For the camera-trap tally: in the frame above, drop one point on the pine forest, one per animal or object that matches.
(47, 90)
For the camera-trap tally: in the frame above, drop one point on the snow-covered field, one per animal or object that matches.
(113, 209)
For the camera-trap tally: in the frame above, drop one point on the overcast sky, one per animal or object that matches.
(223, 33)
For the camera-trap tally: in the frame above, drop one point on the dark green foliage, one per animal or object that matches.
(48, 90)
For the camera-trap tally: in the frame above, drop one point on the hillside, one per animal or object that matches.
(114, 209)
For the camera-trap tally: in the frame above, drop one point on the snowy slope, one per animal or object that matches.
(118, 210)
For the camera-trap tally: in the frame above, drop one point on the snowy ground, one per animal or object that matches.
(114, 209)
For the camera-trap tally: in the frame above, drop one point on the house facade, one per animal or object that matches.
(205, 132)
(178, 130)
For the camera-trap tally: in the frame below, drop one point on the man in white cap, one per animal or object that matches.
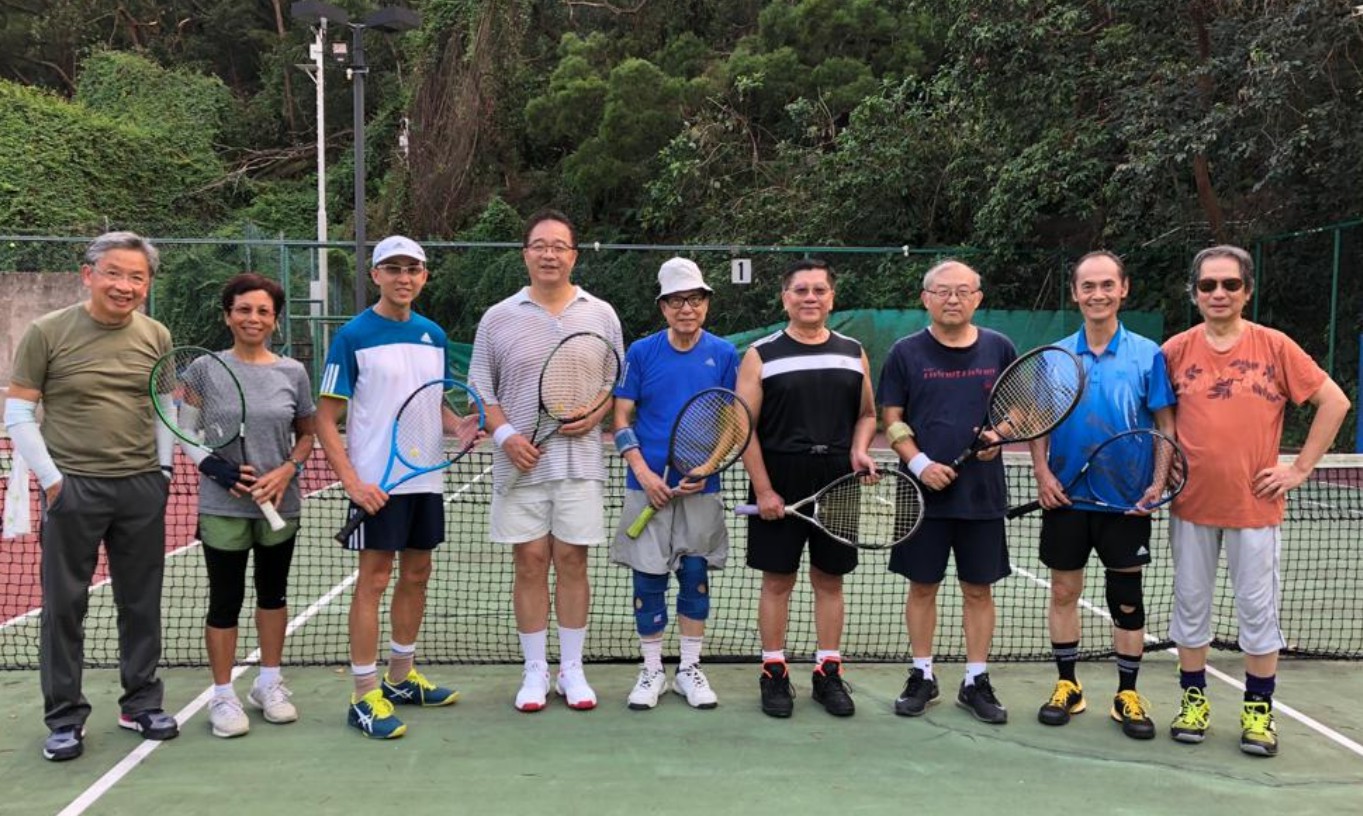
(687, 536)
(375, 361)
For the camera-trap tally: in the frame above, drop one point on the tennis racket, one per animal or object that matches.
(1133, 470)
(435, 427)
(863, 515)
(578, 378)
(199, 399)
(709, 435)
(1032, 395)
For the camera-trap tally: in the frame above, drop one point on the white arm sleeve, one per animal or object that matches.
(22, 422)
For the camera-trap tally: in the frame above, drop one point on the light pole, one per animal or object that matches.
(320, 14)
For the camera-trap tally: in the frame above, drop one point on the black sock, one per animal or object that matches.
(1066, 654)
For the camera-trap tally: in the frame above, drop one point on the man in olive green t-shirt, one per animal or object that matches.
(104, 463)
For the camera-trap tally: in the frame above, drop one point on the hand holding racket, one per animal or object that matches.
(577, 379)
(435, 427)
(860, 510)
(1032, 395)
(1133, 472)
(709, 435)
(201, 401)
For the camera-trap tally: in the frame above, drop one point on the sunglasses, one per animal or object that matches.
(1208, 285)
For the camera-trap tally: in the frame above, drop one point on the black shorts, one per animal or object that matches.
(1069, 536)
(980, 546)
(777, 546)
(408, 521)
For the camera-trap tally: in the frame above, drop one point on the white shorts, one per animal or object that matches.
(571, 510)
(1253, 561)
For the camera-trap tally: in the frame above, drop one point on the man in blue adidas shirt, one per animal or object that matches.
(687, 536)
(375, 361)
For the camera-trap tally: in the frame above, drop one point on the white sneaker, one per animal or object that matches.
(691, 684)
(573, 687)
(273, 700)
(226, 717)
(534, 688)
(648, 688)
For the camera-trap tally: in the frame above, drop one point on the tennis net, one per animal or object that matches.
(469, 616)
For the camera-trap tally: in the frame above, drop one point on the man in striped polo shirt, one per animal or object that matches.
(810, 390)
(554, 512)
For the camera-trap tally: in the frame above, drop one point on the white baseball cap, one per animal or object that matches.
(394, 247)
(679, 274)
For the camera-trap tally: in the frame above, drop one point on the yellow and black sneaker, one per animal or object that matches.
(1065, 700)
(1194, 717)
(1257, 732)
(1133, 711)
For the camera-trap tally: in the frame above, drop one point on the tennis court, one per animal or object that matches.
(674, 759)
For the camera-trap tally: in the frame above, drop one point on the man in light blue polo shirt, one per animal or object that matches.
(1127, 388)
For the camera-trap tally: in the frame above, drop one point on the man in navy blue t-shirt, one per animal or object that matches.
(934, 388)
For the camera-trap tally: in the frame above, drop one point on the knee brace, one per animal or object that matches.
(1123, 589)
(650, 602)
(694, 589)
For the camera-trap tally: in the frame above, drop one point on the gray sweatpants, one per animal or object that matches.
(128, 515)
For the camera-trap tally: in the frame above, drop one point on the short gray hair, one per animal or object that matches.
(123, 240)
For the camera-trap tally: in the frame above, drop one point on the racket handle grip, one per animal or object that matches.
(345, 533)
(273, 515)
(1024, 508)
(641, 522)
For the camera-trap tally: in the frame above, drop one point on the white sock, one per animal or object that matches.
(924, 665)
(690, 651)
(534, 647)
(652, 650)
(570, 646)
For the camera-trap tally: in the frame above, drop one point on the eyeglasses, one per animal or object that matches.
(943, 293)
(120, 277)
(397, 269)
(1208, 285)
(543, 248)
(676, 301)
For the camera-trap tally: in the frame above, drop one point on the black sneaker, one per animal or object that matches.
(777, 695)
(830, 691)
(917, 692)
(980, 702)
(64, 743)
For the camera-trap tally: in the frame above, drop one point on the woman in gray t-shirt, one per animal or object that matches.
(280, 429)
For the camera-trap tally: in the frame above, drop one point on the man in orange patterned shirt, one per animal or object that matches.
(1234, 379)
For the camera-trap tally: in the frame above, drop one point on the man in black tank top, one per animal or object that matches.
(810, 390)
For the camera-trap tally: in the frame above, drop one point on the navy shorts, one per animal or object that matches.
(1069, 536)
(980, 546)
(777, 546)
(408, 521)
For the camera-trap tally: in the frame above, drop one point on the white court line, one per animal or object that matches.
(1277, 704)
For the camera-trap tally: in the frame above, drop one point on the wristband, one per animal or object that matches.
(897, 432)
(919, 463)
(500, 435)
(626, 440)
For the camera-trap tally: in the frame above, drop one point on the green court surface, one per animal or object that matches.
(483, 756)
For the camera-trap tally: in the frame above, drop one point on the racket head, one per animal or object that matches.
(1127, 466)
(875, 515)
(710, 433)
(206, 406)
(1035, 394)
(578, 376)
(436, 425)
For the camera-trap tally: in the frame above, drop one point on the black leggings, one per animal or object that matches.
(228, 579)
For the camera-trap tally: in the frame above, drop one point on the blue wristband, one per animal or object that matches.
(626, 440)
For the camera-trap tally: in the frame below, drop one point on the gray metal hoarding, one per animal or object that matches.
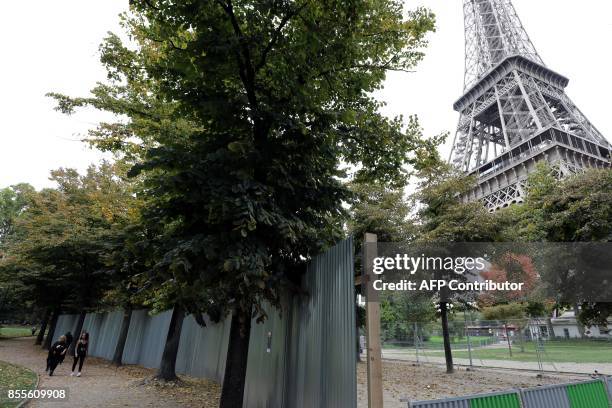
(442, 403)
(551, 396)
(302, 356)
(203, 350)
(146, 338)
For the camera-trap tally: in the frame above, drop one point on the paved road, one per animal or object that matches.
(101, 385)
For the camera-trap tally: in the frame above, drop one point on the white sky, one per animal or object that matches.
(53, 46)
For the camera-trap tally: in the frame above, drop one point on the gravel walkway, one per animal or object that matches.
(424, 382)
(103, 385)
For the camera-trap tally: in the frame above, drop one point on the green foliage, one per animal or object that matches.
(510, 311)
(444, 216)
(13, 200)
(56, 251)
(242, 117)
(399, 312)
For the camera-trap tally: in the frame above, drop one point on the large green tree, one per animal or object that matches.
(56, 251)
(242, 115)
(445, 217)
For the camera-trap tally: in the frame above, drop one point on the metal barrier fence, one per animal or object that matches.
(514, 344)
(507, 399)
(302, 356)
(586, 394)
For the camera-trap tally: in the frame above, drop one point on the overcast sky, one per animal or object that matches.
(53, 46)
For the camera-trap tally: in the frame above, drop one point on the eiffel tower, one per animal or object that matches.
(514, 111)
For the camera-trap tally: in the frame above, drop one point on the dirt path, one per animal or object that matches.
(405, 380)
(102, 385)
(583, 368)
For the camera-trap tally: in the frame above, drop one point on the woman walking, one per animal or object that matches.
(80, 351)
(56, 353)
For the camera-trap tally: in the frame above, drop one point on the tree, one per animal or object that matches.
(511, 311)
(246, 113)
(443, 216)
(60, 239)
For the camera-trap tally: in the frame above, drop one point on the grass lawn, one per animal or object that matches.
(556, 352)
(15, 331)
(14, 378)
(437, 343)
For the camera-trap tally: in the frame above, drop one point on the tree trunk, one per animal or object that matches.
(579, 325)
(167, 367)
(125, 326)
(508, 339)
(49, 339)
(551, 330)
(43, 327)
(448, 353)
(232, 393)
(77, 332)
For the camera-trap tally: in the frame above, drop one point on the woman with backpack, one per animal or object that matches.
(80, 352)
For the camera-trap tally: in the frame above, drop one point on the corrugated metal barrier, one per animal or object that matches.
(497, 400)
(507, 399)
(551, 396)
(585, 394)
(590, 394)
(302, 356)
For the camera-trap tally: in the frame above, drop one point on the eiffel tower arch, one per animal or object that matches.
(514, 111)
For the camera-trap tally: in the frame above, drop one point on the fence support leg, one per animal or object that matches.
(375, 386)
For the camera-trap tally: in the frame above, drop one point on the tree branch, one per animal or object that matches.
(277, 33)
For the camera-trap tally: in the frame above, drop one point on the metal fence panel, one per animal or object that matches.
(146, 338)
(441, 403)
(321, 334)
(551, 396)
(301, 357)
(590, 394)
(103, 329)
(497, 401)
(266, 369)
(203, 350)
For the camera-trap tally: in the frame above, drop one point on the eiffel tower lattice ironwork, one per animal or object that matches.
(514, 111)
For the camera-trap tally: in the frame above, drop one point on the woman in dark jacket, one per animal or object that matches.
(80, 352)
(69, 339)
(56, 353)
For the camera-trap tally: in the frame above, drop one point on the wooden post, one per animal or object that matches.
(375, 386)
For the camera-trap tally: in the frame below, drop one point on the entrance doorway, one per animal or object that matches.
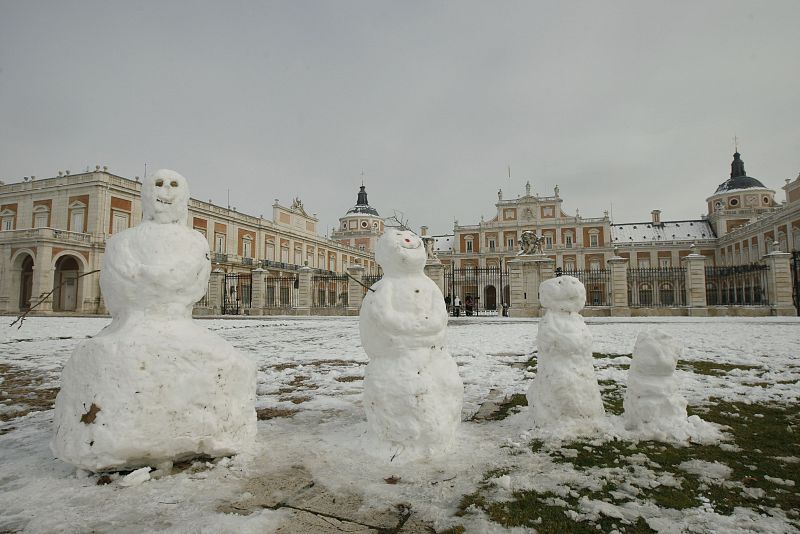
(26, 283)
(65, 296)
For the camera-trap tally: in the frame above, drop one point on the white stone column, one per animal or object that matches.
(695, 265)
(619, 286)
(258, 291)
(779, 283)
(42, 279)
(6, 275)
(355, 291)
(305, 287)
(215, 284)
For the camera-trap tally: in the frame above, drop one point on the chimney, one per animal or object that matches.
(656, 217)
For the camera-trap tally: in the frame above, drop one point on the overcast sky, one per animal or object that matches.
(633, 104)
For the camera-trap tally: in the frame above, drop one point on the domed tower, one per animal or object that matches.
(738, 200)
(361, 225)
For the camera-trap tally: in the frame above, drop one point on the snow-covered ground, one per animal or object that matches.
(309, 394)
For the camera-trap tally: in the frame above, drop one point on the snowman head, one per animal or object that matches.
(400, 252)
(165, 197)
(655, 353)
(564, 293)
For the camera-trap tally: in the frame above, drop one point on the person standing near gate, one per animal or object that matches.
(456, 306)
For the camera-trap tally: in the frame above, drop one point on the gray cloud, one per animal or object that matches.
(630, 103)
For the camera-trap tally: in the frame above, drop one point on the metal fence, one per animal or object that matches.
(281, 292)
(657, 287)
(236, 293)
(481, 290)
(329, 291)
(739, 285)
(597, 283)
(204, 299)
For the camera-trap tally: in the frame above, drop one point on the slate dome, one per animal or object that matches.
(739, 178)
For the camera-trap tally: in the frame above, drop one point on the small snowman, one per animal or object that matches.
(153, 387)
(412, 390)
(652, 402)
(565, 390)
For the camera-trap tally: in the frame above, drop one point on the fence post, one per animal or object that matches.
(215, 283)
(619, 286)
(779, 283)
(695, 265)
(526, 273)
(304, 289)
(258, 291)
(355, 291)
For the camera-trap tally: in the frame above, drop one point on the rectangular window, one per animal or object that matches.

* [Problem description]: Copy every line word for word, from the line that contains "grip, one per animal or object that matches." down to the line that contains "(1277, 704)", both included.

* [Exercise answer]:
For the camera-trap tally: in the frame above, drop one point on the racket handle grip, one per animal or object that matches.
(345, 533)
(273, 515)
(1024, 508)
(641, 522)
For the camera-trap tally: in the frame above, drop one point on the white sock, one per animal or object that matches.
(924, 665)
(690, 651)
(534, 647)
(652, 650)
(570, 646)
For the camera-trap tally: in the frame above, drop one point on the eyeglasses, one per animal or object that matches.
(943, 293)
(120, 277)
(397, 269)
(1208, 285)
(543, 248)
(676, 301)
For the camera-trap tally: in the frame above, drop one point on the black sneaker, one per animal or object that matches.
(777, 695)
(830, 691)
(917, 692)
(980, 702)
(64, 743)
For the camera-trap tally: in the frame above, drop one point on the woman in gray t-shirt, one per animal or object that matches.
(280, 429)
For the camera-trap tally: in the frame above, drop one point on the man in orange patterned shirt, one per animal or object that matches.
(1234, 379)
For the camera-trap tally: in the frame above, drop one point on the man in black tank top, one per animal or object that matches.
(810, 390)
For the camera-trap tally: in the frame above, drop one point on the navy shorts, one per animal or object that matches.
(1069, 536)
(980, 546)
(777, 546)
(408, 521)
For the camera-trap tally: in the frame above, drop one point on the white court line, one per animal or object that matches.
(1277, 704)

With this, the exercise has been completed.